Format the listing below as a JSON list of strings, one string per line, with blank lines omitted and the picture placeholders excluded.

_Source data:_
****************

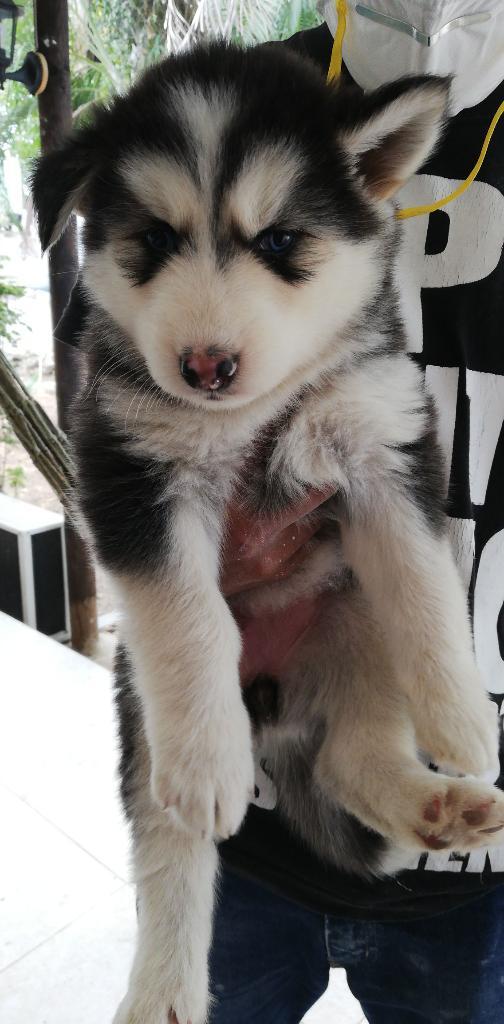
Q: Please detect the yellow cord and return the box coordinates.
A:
[395,100,504,220]
[327,0,346,82]
[327,0,504,220]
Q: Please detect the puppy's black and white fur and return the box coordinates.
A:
[34,45,504,1024]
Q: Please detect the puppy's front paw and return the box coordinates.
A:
[113,953,209,1024]
[151,692,254,839]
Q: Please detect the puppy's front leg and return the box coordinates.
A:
[119,500,253,837]
[270,354,498,774]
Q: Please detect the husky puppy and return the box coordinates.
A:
[34,44,504,1024]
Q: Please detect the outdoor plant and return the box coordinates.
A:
[0,416,26,498]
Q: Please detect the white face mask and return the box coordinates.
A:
[320,0,504,114]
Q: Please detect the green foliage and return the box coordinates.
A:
[5,466,27,498]
[0,0,321,214]
[0,416,27,498]
[0,261,25,346]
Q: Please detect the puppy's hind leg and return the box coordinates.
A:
[314,594,504,852]
[114,810,217,1024]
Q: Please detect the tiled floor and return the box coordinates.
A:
[0,613,364,1024]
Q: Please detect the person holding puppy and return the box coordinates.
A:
[211,0,504,1024]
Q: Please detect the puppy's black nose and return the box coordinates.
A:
[180,350,239,391]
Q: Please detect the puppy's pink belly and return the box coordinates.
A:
[236,595,323,686]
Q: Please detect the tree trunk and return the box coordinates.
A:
[35,0,97,651]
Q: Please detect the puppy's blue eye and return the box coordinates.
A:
[258,227,296,256]
[144,224,178,255]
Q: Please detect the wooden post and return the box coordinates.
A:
[34,0,97,651]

****************

_Correct response:_
[
  "Q: Please detect the yellow cord and return the box coordinates.",
  "A:",
  "[395,100,504,220]",
  "[327,0,346,82]",
  "[327,0,504,220]",
  "Q: Please detect the puppy's black and white fur and return the box coordinates.",
  "A:",
  "[34,45,504,1024]",
  "Q: Please detect the puppy's front paw and return the box coordinates.",
  "A:",
  "[113,953,209,1024]",
  "[151,692,254,839]",
  "Q: Please detect the puppy's front leg and return the box coordinates.",
  "A:",
  "[119,500,253,837]",
  "[270,354,498,774]",
  "Q: Please detect the husky puppy and return the box coordinates.",
  "A:",
  "[34,44,504,1024]",
  "Q: Please detect the outdoor plant and return the box coordinates.",
  "A:",
  "[0,416,26,498]",
  "Q: Please detect the white face mask and return the box coordinates.",
  "A:",
  "[320,0,504,114]",
  "Q: Please detect the green foliage and return the box coordinates.",
  "A:",
  "[5,466,27,498]",
  "[0,0,321,214]",
  "[0,416,27,498]",
  "[0,261,25,346]",
  "Q: Please detect the puppy's hind leg and return the box coordinates.",
  "A:",
  "[314,594,504,852]",
  "[114,810,217,1024]",
  "Q: Please detect the tiled floor and return the box coordinates.",
  "A:",
  "[0,613,364,1024]",
  "Q: Please detect the person holding puppy and return the box coordinates.",
  "A:",
  "[211,0,504,1024]",
  "Q: Please detect the puppy's black nose and return the box coordinates.",
  "A:",
  "[180,350,239,391]",
  "Q: Please detect the puppy's pink belly and return the box coordinates.",
  "A:",
  "[236,595,323,686]",
  "Q: Please detect the tree trunk and return the box coordinates.",
  "A:",
  "[35,0,97,651]",
  "Q: Please detect the puppy's blue eye and return the box coordinates.",
  "A:",
  "[258,227,296,256]",
  "[144,224,178,255]",
  "Q: Please detect the wooden post and return the box coordinates.",
  "A:",
  "[34,0,97,651]"
]